Express all the records below as a numbered list, with blank lines left out.

Material for this exercise >>
>> Start

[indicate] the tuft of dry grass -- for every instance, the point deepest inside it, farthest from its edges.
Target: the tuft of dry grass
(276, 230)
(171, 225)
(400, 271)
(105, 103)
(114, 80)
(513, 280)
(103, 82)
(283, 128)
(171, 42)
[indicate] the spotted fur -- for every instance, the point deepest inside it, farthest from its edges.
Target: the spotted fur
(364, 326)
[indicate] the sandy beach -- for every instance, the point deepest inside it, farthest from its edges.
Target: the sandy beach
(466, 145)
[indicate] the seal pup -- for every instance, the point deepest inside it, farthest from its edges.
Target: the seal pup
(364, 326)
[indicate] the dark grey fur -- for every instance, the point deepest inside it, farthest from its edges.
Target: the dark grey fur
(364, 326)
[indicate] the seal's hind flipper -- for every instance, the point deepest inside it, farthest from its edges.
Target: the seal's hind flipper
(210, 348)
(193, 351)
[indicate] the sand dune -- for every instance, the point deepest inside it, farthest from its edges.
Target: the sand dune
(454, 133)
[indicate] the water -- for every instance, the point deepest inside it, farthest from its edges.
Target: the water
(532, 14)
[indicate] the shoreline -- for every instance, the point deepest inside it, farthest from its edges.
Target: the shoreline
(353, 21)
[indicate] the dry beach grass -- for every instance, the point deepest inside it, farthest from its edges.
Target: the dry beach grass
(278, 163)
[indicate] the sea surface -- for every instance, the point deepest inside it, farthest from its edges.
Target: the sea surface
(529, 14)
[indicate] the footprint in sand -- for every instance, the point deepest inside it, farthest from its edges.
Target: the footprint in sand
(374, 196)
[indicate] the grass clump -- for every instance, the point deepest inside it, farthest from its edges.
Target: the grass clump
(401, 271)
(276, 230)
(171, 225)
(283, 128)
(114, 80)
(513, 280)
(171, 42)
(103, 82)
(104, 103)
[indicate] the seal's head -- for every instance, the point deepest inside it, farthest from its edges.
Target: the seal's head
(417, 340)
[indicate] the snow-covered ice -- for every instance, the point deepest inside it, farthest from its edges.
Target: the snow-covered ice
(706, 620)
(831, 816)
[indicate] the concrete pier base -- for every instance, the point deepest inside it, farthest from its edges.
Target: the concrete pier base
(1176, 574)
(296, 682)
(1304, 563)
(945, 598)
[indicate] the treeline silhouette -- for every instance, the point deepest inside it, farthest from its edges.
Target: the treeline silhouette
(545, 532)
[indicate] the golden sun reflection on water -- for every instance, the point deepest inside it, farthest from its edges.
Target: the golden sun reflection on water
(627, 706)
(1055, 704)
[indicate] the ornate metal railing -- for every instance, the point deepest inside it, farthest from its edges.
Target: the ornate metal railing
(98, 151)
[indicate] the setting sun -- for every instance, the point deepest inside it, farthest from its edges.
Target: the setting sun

>> End

Result below >>
1. [indicate] the tuft of dry grass -- for every instance, the point deepest inside it, farthest from its edges.
2. Target: the tuft of dry grass
3. (276, 230)
4. (171, 225)
5. (400, 271)
6. (105, 103)
7. (114, 80)
8. (513, 280)
9. (103, 82)
10. (283, 128)
11. (171, 42)
12. [indicate] the spotted fur -- for every instance, the point deepest inside it, farthest from its edges.
13. Target: the spotted fur
14. (364, 326)
15. [indicate] the sandy beach -- for every instance, the point deepest inside it, farthest from its edges.
16. Target: the sandy beach
17. (466, 145)
18. [indicate] the seal pup -- for every instance, the point deepest inside it, farthest from its edges.
19. Target: the seal pup
20. (364, 326)
21. [indicate] the dark grey fur -- for every instance, the point deepest inside it, farthest from its edges.
22. Target: the dark grey fur
23. (364, 326)
24. [indicate] the seal's hind flipper -- for every instance, the point deepest inside it, farthest from its edges.
25. Target: the seal's hind flipper
26. (210, 348)
27. (193, 351)
28. [indicate] the sand dune -- for every instance, the point deepest inside it, farthest from its edges.
29. Target: the sand dune
30. (454, 133)
31. [indicate] the water -- for every instance, the point deepest inside it, farthest from its edges.
32. Target: the water
33. (532, 14)
34. [indicate] the shoreline -- for every instance, the point deepest inside it, farthest from its edges.
35. Target: the shoreline
36. (353, 21)
37. [indicate] the dry beach grass -- for every instance, the point deepest inside it, farthest from its edges.
38. Target: the dry beach grass
39. (278, 163)
40. [indicate] the sea surface -- for every instance, the point deepest inside it, farthest from its edges.
41. Target: the sea surface
42. (529, 14)
43. [indicate] the footprint in sand -- for every instance, the point deepest inside it, farthest from its edges.
44. Target: the footprint in sand
45. (374, 196)
46. [indicate] the grass clump -- for every instance, the point deepest inside it, farthest from its edges.
47. Target: the grass clump
48. (401, 271)
49. (276, 230)
50. (171, 225)
51. (283, 128)
52. (114, 80)
53. (513, 280)
54. (171, 42)
55. (103, 82)
56. (104, 103)
57. [indicate] the seal's head -- for every instance, the point deepest inside it, farthest from its edges.
58. Target: the seal's head
59. (417, 340)
60. [indicate] the snow-covered ice -- for every instance, the point deepest inside it, farthest from its edges.
61. Target: the snow-covered ice
62. (706, 620)
63. (831, 816)
64. [indicate] the concrete pier base -- for every instance, the point deepest inside it, farthest from its edges.
65. Target: the concrete pier base
66. (1176, 574)
67. (296, 682)
68. (1304, 563)
69. (945, 598)
70. [indicate] the treeline silhouette -- for every instance, the point deepest inside it, farthest from its edges.
71. Target: the treeline silhouette
72. (545, 532)
73. [indicate] the golden sun reflection on water -- for every instance, the point deepest inside it, farthest from its edges.
74. Target: the golden sun reflection on water
75. (627, 706)
76. (1055, 704)
77. [indicate] the ornate metal railing -- for every instance, the point deepest inside it, farthest from its edges.
78. Target: the ornate metal railing
79. (98, 151)
80. [indicate] the setting sun -- for every instance, the point deepest inside it, farthest from its edges.
81. Target: the setting sun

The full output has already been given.